- **Text extract**
-*-*-

A non linear model can be transformed into linear model as (the formula)
Answers
You don't transform the model. You transform the data, in order to fit a linear model.
Note that the term "linear model" is ambigious. It actually means a model that is linear in the coefficients that are to be estimated. It has the general form
y = b0 + b1*f1(x1,x2,...) + b2*f2(x1,x2,...) + b3*f3(x1,x2,...) +...
where the xi are predictor variables, fi are arbitrary functions (it can be the identity function, so that f(x)=x), and bi are the coefficients. The model is linear because none of the coefficients is inside some function.
So y = b0 + b1 * sin(x) does surely not describe a linear relationship between x and y but it is linear in the coefficients (b0 and b1). In contrast, y = b0 + sin(b1*x) is not a linear model, because it is not linear in b1.
To fit a model (i.e. to find the values of the coefficients) we need some assumption about the probability distribution of y (conditional on the values of bi). Then we can identify those values of the coefficients that will maximize the likelihood of the observed data. The math to do this can be pretty well simplified when the assumed conditional probability model is described by the normal distribution. In this case there exists efficient algorithms that will find the unique solution.

-*-*-

- **Objective 1**
Return every line of the entries that contains the string "socks". Matching is case-sensitive.
- **Objective 2**
Pick up the forum thread on linear models after its last sentence and continue it.

-*-*-

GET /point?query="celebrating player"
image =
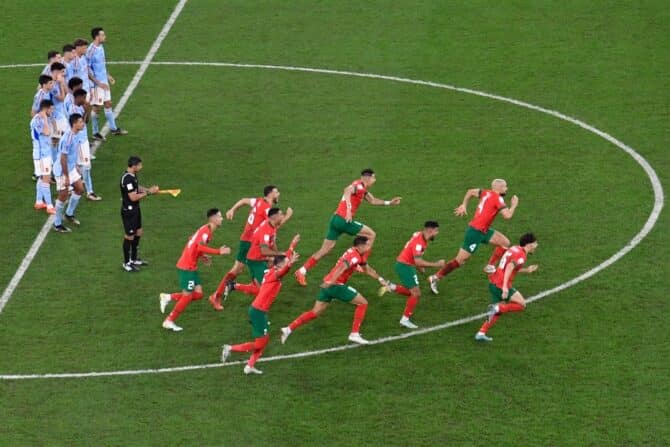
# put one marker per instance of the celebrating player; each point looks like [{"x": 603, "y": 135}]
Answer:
[
  {"x": 131, "y": 194},
  {"x": 407, "y": 261},
  {"x": 258, "y": 312},
  {"x": 263, "y": 248},
  {"x": 40, "y": 133},
  {"x": 479, "y": 230},
  {"x": 343, "y": 220},
  {"x": 504, "y": 297},
  {"x": 335, "y": 286},
  {"x": 65, "y": 170},
  {"x": 257, "y": 215},
  {"x": 102, "y": 82},
  {"x": 187, "y": 267}
]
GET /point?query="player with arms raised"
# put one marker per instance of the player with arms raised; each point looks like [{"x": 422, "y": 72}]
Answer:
[
  {"x": 479, "y": 231},
  {"x": 258, "y": 312},
  {"x": 189, "y": 280},
  {"x": 257, "y": 215},
  {"x": 504, "y": 297},
  {"x": 343, "y": 221}
]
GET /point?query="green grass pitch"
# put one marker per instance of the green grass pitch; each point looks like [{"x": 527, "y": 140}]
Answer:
[{"x": 586, "y": 366}]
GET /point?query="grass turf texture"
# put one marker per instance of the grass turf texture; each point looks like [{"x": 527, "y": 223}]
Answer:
[{"x": 581, "y": 368}]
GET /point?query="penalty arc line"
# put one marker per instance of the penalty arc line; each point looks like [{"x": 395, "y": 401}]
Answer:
[
  {"x": 646, "y": 229},
  {"x": 44, "y": 231}
]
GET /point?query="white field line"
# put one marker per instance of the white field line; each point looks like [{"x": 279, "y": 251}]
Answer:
[
  {"x": 648, "y": 226},
  {"x": 41, "y": 236}
]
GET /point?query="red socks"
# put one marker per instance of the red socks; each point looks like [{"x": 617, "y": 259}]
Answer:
[
  {"x": 497, "y": 254},
  {"x": 311, "y": 262},
  {"x": 412, "y": 301},
  {"x": 222, "y": 285},
  {"x": 304, "y": 318},
  {"x": 359, "y": 316},
  {"x": 450, "y": 267}
]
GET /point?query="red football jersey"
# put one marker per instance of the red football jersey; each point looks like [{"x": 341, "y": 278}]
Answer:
[
  {"x": 190, "y": 254},
  {"x": 355, "y": 199},
  {"x": 264, "y": 235},
  {"x": 414, "y": 248},
  {"x": 515, "y": 254},
  {"x": 257, "y": 215},
  {"x": 270, "y": 288},
  {"x": 490, "y": 202},
  {"x": 352, "y": 259}
]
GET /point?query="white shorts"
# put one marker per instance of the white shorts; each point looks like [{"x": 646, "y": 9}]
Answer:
[
  {"x": 43, "y": 166},
  {"x": 84, "y": 158},
  {"x": 63, "y": 125},
  {"x": 99, "y": 96},
  {"x": 60, "y": 180}
]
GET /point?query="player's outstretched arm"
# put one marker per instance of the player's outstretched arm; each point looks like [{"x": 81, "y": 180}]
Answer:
[
  {"x": 462, "y": 209},
  {"x": 239, "y": 204},
  {"x": 372, "y": 200}
]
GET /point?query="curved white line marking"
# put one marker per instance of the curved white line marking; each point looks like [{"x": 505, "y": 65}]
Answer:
[{"x": 646, "y": 229}]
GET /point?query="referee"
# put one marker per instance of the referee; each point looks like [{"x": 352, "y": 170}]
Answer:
[{"x": 131, "y": 194}]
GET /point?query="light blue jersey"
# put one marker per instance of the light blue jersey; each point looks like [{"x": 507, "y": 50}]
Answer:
[
  {"x": 39, "y": 96},
  {"x": 79, "y": 66},
  {"x": 96, "y": 62},
  {"x": 69, "y": 146},
  {"x": 41, "y": 142}
]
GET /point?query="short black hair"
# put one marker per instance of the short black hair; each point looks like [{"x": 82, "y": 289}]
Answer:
[
  {"x": 359, "y": 240},
  {"x": 526, "y": 239},
  {"x": 45, "y": 104},
  {"x": 74, "y": 118},
  {"x": 57, "y": 66},
  {"x": 74, "y": 82},
  {"x": 134, "y": 160},
  {"x": 45, "y": 79}
]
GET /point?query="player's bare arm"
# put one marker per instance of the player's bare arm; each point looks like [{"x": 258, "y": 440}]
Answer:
[
  {"x": 507, "y": 213},
  {"x": 462, "y": 209},
  {"x": 239, "y": 204},
  {"x": 372, "y": 200}
]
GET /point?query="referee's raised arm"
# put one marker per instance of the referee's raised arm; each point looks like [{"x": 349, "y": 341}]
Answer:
[{"x": 131, "y": 194}]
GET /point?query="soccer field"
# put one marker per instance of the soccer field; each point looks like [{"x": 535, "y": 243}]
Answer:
[{"x": 437, "y": 97}]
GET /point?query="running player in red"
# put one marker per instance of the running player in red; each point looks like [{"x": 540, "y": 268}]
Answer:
[
  {"x": 343, "y": 220},
  {"x": 479, "y": 231},
  {"x": 504, "y": 297},
  {"x": 257, "y": 215},
  {"x": 407, "y": 261},
  {"x": 263, "y": 249},
  {"x": 187, "y": 267},
  {"x": 258, "y": 312},
  {"x": 335, "y": 286}
]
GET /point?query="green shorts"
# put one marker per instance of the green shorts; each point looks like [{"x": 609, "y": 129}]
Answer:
[
  {"x": 259, "y": 322},
  {"x": 242, "y": 251},
  {"x": 257, "y": 269},
  {"x": 496, "y": 293},
  {"x": 338, "y": 226},
  {"x": 475, "y": 237},
  {"x": 188, "y": 279},
  {"x": 407, "y": 273},
  {"x": 340, "y": 292}
]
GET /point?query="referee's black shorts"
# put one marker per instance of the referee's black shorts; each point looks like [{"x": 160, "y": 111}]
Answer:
[{"x": 132, "y": 221}]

-*-*-

- **Written answer 1**
GET /point?query="red socks"
# put one marker per instance of the red socks; each point looks like [{"x": 617, "y": 259}]

- **Written answer 2**
If the probability model is different, the solution might not be simple to find and it might not be unique. However, as long as the unknown coefficient are still al linear in the model, quite efficent algorithms exist to arrive at a good solution. In ancient times, where computers were rare, such problems could not be solved. It was therefore required to assume a conditional normal probability distribution for y to fit the model at all. This assumption might be unreasonable for a given response variable, but not so for an appropriately transformed one. The fitting of the model to the transformed data could therefore be done with the far less calculation-intensive procedures.
The "problm" with this approach is that a transformation of the response changes the meaning of the coefficients. Usually, the values of the coefficients are not really interpretable when using a transformed response. That can be a high price to pay. The log-transformation is one nice exception. It turns the additive effects of the coefficients in the model into multiplicative effects on the response, and the coefficients remain interpretable...
It is sometimes better not to transform the response values but to make the model fit a transformed expectation (mean) instead. This can be achieved by a link function used by generalized linear models that also allow to specify a particular variance structure and a probability model of the response.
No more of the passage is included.